#### TÂCHE COURTE 1
D'après l'entretien avec le consul, qui la rédaction d'Aujourd'hui la Turquie a-t-elle reçu le 9 novembre ?
#### TÂCHE COURTE 2
Prolongez l'entretien avec le consul à partir de sa dernière phrase, s'il vous plaît.

#### SOURCE

M. Olivier Gauvin : Très peu de pays dans le monde entretiennent cinq siècles de relations d’une telle intensité

Le 9 novembre dernier, Aujourd’hui la Turquie a eu l’honneur et le plaisir de recevoir au sein de sa rédaction Monsieur Olivier Gauvin, Consul Général de France à Istanbul. Une visite qui nous a permis de nous entretenir longuement et amicalement avec celui-ci.
Par Dr. Hüseyin Latif
Publié en Janvier 2023

Le 9 novembre dernier, Aujourd’hui la Turquie a eu l’honneur et le plaisir de recevoir au sein de sa rédaction Monsieur Olivier Gauvin, Consul Général de France à Istanbul. Une visite qui nous a permis de nous entretenir longuement et amicalement avec celui-ci.

Vous êtes Consul Général de France à Istanbul. Pouvez-vous nous parler des liens franco-turcs ? Comment les qualifieriez-vous actuellement ?

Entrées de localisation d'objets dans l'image
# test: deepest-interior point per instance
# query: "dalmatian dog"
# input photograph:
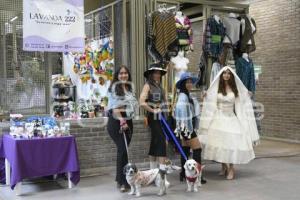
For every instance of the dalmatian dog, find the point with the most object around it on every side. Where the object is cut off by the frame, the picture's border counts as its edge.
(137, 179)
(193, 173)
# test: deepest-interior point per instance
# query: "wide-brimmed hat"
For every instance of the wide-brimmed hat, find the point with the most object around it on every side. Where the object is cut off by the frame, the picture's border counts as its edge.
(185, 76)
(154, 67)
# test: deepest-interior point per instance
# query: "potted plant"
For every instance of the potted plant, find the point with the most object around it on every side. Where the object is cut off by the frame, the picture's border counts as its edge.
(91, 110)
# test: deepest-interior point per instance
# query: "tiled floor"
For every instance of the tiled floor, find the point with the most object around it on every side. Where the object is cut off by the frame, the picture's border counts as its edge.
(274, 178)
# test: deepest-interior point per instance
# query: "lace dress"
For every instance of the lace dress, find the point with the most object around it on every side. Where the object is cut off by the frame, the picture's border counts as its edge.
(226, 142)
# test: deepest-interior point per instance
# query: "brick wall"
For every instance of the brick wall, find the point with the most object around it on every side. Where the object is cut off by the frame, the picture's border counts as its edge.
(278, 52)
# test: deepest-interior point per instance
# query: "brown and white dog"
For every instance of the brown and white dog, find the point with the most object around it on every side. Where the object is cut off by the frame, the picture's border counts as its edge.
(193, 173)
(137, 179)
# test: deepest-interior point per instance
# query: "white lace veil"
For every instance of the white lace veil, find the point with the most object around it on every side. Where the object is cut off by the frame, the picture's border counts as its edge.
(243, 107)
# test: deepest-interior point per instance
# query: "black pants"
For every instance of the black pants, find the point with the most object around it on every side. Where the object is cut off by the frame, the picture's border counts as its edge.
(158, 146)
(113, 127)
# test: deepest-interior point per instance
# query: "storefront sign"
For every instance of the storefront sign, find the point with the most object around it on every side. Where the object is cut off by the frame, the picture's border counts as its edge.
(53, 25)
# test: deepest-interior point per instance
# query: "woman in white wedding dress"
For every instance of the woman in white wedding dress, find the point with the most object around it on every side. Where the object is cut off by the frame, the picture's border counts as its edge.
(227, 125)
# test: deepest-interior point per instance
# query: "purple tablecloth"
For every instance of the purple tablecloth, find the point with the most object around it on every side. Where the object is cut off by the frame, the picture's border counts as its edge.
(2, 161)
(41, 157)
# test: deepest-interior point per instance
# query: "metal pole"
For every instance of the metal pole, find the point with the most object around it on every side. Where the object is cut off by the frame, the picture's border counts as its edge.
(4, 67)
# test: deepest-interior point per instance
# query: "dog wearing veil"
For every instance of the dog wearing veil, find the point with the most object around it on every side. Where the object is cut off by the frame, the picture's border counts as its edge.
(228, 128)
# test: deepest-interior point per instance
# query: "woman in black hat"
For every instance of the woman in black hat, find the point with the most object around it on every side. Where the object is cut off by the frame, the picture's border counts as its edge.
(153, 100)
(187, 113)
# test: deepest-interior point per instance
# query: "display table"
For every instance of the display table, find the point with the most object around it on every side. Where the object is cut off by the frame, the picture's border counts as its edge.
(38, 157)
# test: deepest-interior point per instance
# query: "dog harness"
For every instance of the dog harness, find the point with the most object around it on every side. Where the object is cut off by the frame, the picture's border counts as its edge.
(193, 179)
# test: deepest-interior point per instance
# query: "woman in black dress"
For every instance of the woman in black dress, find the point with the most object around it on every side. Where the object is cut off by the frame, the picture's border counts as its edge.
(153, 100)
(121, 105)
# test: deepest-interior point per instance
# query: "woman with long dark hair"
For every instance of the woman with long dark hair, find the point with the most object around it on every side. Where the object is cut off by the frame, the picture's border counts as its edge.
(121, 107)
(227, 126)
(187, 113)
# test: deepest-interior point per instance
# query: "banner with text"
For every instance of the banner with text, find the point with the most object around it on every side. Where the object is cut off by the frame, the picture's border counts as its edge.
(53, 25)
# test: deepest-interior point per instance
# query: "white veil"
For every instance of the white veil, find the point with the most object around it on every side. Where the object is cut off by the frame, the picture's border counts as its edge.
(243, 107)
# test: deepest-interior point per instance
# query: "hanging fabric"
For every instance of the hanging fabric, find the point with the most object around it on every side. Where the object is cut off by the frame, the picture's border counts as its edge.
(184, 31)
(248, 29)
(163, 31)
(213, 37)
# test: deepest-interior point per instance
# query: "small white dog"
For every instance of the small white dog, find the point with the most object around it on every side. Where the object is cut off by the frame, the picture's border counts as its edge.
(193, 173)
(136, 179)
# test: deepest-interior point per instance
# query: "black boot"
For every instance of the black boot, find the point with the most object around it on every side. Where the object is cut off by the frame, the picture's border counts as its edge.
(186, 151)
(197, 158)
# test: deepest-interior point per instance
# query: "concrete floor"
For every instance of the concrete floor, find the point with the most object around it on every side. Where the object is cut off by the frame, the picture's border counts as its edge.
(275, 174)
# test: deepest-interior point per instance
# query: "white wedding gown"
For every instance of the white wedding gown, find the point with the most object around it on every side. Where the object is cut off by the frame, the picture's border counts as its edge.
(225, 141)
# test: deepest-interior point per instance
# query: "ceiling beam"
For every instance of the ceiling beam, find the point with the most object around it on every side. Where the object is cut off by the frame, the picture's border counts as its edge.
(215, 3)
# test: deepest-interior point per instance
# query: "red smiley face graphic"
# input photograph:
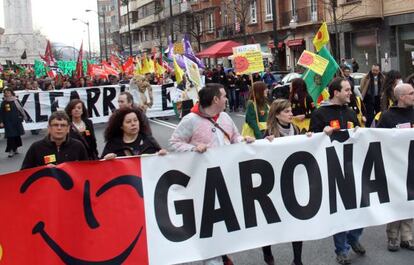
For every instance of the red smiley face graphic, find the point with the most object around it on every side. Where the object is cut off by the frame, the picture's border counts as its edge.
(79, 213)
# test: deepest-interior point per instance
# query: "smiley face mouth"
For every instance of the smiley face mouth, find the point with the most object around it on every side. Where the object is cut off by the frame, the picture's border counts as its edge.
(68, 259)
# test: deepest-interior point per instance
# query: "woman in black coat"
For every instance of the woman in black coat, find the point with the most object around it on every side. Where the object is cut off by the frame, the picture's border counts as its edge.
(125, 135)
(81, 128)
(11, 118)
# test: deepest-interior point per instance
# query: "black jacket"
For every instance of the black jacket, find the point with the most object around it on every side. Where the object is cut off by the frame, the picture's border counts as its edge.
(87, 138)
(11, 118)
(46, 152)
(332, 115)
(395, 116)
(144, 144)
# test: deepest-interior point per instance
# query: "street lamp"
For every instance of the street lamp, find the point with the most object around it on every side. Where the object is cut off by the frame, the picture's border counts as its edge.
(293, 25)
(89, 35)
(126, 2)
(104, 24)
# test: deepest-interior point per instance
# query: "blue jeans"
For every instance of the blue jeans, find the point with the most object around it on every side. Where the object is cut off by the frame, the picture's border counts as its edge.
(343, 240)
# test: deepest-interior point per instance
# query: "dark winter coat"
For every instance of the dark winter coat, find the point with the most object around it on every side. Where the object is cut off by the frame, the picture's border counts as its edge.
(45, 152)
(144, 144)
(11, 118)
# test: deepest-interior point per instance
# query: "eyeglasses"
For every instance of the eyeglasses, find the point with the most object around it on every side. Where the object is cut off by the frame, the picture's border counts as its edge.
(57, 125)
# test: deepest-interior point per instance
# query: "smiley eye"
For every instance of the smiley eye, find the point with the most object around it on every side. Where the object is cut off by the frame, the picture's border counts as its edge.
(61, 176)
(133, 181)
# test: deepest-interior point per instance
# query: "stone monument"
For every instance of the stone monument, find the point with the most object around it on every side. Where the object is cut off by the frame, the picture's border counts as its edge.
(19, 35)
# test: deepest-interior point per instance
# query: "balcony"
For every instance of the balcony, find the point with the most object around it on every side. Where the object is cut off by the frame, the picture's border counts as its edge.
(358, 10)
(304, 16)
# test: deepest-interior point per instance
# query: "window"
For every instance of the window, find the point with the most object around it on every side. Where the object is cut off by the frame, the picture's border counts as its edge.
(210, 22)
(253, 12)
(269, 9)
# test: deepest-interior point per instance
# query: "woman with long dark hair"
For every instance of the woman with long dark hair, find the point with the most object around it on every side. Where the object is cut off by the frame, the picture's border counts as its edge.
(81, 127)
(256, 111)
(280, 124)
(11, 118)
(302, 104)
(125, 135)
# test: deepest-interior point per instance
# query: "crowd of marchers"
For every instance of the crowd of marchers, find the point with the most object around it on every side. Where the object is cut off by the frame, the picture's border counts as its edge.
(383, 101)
---
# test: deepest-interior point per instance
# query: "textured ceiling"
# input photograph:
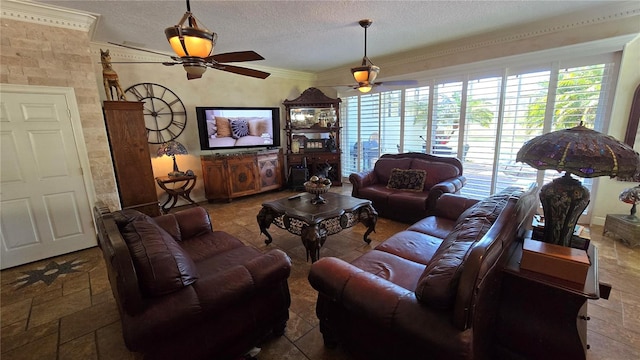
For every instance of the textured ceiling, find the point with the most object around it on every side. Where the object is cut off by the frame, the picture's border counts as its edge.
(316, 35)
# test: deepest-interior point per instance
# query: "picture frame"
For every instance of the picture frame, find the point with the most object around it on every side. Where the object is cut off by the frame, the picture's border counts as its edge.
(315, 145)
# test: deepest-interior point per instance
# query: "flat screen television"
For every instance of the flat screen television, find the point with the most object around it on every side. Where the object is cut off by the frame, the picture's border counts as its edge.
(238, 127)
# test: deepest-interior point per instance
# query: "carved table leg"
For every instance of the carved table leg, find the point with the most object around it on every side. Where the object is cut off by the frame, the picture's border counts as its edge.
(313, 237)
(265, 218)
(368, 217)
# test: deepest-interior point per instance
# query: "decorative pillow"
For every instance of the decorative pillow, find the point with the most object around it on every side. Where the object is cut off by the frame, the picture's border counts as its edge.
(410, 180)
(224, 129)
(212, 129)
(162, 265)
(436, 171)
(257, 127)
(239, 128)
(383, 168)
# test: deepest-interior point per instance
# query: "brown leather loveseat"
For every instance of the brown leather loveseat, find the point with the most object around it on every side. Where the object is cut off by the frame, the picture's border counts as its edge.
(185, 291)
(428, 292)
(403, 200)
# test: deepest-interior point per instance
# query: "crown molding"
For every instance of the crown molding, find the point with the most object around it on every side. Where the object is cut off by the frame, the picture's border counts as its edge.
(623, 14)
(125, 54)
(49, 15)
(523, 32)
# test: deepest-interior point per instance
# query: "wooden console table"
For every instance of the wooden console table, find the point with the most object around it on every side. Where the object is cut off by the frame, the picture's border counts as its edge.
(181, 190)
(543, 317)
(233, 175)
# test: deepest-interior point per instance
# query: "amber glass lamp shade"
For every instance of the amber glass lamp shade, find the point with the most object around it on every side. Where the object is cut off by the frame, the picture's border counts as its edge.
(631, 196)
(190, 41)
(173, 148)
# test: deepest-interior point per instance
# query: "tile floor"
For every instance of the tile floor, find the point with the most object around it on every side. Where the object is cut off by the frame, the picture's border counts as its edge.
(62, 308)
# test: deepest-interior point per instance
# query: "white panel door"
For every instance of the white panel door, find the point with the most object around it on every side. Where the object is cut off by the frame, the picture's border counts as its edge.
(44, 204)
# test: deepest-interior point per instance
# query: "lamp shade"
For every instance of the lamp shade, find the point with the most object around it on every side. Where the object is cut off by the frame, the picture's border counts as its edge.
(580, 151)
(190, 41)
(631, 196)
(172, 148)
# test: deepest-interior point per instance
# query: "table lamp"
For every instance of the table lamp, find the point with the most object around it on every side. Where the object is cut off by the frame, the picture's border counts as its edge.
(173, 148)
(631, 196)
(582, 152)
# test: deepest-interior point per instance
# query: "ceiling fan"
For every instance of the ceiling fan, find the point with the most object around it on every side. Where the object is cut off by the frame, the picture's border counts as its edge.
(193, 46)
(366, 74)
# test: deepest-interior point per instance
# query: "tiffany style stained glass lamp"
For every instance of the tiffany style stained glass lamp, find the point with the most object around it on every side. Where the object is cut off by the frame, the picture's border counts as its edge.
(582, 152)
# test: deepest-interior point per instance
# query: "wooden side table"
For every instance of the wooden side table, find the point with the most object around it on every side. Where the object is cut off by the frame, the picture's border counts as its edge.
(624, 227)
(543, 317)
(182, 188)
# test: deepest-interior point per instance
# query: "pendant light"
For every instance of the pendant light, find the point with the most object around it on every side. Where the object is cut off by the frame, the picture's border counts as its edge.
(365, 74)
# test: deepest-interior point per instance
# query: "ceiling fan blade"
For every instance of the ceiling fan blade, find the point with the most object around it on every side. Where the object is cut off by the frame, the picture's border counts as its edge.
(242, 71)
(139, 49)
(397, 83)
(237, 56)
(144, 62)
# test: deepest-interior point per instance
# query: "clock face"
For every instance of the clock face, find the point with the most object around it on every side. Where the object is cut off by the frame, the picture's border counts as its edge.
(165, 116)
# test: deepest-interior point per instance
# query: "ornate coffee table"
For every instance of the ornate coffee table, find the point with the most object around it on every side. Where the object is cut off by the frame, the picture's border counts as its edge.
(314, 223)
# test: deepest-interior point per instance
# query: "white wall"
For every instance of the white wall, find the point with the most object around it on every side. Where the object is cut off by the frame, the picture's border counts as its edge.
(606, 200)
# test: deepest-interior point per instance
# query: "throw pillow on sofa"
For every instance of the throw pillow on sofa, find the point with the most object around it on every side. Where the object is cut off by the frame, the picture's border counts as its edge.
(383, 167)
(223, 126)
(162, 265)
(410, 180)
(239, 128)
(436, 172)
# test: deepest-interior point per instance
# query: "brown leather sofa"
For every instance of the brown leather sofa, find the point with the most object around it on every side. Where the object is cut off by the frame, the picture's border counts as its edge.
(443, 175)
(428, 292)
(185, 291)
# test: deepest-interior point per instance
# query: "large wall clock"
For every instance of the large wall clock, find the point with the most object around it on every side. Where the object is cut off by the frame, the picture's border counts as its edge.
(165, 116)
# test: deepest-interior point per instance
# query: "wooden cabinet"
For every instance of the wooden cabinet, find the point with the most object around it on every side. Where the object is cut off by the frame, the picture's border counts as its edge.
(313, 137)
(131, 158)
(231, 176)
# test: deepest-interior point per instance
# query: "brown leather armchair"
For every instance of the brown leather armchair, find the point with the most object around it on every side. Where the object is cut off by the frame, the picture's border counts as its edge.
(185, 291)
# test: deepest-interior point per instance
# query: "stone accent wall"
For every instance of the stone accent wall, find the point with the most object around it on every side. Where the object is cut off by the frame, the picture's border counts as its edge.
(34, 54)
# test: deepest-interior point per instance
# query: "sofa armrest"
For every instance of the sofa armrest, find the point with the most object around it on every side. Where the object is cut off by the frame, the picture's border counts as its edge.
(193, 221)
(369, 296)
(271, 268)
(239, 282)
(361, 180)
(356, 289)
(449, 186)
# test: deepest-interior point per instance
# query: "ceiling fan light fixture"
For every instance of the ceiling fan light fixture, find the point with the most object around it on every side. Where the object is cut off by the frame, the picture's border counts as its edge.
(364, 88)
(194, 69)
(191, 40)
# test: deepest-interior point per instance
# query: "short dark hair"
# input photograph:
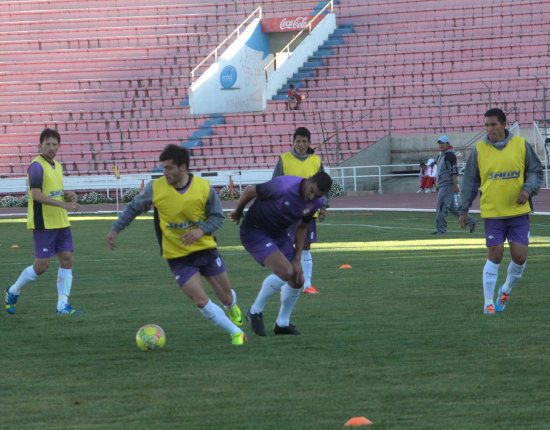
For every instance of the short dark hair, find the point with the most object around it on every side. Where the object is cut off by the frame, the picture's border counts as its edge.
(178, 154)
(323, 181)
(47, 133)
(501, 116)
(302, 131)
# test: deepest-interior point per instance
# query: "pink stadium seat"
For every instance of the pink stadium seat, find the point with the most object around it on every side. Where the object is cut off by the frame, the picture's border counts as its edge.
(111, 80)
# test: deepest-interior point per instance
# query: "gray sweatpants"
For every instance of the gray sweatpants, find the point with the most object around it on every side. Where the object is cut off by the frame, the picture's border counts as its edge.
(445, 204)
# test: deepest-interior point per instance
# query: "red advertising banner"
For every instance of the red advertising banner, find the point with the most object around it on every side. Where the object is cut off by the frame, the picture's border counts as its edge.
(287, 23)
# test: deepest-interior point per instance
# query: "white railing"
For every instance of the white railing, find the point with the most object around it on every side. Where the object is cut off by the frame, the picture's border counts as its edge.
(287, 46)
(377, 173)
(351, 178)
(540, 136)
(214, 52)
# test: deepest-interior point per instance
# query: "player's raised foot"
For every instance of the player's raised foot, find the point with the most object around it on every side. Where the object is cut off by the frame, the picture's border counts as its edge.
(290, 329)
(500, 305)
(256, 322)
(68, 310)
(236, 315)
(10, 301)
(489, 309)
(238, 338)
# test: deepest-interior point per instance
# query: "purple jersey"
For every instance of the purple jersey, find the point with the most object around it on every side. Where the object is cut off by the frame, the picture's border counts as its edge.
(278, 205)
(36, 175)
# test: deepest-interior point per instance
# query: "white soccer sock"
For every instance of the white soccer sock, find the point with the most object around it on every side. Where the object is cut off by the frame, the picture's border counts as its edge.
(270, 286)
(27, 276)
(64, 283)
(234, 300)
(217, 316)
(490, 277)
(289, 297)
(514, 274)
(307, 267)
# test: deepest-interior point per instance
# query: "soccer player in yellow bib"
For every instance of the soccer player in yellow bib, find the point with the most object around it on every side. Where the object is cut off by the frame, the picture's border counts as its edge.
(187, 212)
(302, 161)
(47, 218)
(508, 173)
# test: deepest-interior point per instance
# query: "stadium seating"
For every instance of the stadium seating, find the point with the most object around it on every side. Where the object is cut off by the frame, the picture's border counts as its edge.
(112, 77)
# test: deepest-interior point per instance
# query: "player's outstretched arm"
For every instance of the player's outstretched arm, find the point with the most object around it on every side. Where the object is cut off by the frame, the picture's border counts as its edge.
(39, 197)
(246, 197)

#### RÉPONSE 1
Monsieur Olivier Gauvin, Consul Général de France à Istanbul.

#### RÉPONSE 2
Selon moi, trois grands points font la beauté, l’importance et la rareté des liens franco-turcs : leur profondeur, leur continuité et leur diversité. La profondeur est évidemment de nature historique : très peu de pays dans le monde entretiennent cinq siècles de relations d’une telle intensité. Bien sûr, dans toute l’histoire des relations internationales, il y a eu des changements d’alliances. Mais on peut souligner la continuité des liens. Il me suffit d’aller au Palais de France regarder les portraits d’ambassadeurs français, comme celui du comte de Vergennes qui a passé 13 ans ici. Je me dis alors que cette profondeur et ce recul, la France ne les partage qu’avec très peu de pays dans le monde. C’est quelque chose de quasiment unique, et en tout cas de très rare et précieux. Ensuite, il y a ce que j’appelle la diversité. Ce qui me frappe depuis deux ans, c’est la diversification de mon agenda : j’ai des rendez-vous sur des sujets économiques, culturels, commerciaux, artistiques, des rencontres avec des journalistes, des écrivains… Je suis sollicité et concerné par tous les domaines. Car les liens entre la France et la Turquie sont d’une diversité inouïe.

Que pouvez-vous nous dire des échanges commerciaux et de leur évolution ces dernières années ?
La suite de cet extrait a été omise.